**Required task**
Can you rewrite only the lines below from the line with "Q: Where does the pot rim" up to and including the line with "[0,0,896,453]", copying each line whole and shifting every bounding-box coordinate by adding 10 to it?

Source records
^^^^^^^^^^^^^^^^
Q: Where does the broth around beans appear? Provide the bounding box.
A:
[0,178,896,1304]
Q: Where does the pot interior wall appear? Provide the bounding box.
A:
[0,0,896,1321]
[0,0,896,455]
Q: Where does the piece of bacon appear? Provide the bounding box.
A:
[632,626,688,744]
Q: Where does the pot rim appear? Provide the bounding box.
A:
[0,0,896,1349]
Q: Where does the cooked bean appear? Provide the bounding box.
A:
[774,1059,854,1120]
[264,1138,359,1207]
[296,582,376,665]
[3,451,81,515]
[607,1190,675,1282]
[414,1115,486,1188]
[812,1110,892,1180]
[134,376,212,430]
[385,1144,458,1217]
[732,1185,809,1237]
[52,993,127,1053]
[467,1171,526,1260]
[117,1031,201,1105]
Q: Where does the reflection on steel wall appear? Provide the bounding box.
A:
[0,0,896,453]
^^^^^^^^^^^^^^^^
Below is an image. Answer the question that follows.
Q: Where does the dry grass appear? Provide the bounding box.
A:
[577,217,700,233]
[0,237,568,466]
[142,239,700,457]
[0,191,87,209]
^^^^^^^^^^^^^^^^
**Result of the task**
Q: Where does the pot rim appear? Provide the bounding box.
A:
[10,10,906,1359]
Q: Where does the cooked bean appear? Provide the bounding box.
A:
[784,1069,864,1130]
[274,1148,369,1217]
[306,592,386,675]
[13,461,91,525]
[617,1200,685,1292]
[424,1125,496,1198]
[822,1120,902,1190]
[144,386,222,440]
[395,1154,468,1227]
[742,1195,819,1247]
[62,1003,137,1063]
[477,1181,536,1270]
[127,1041,211,1115]
Q: Where does the reflection on steel wall appear? Provide the bounding box.
A:
[10,10,906,463]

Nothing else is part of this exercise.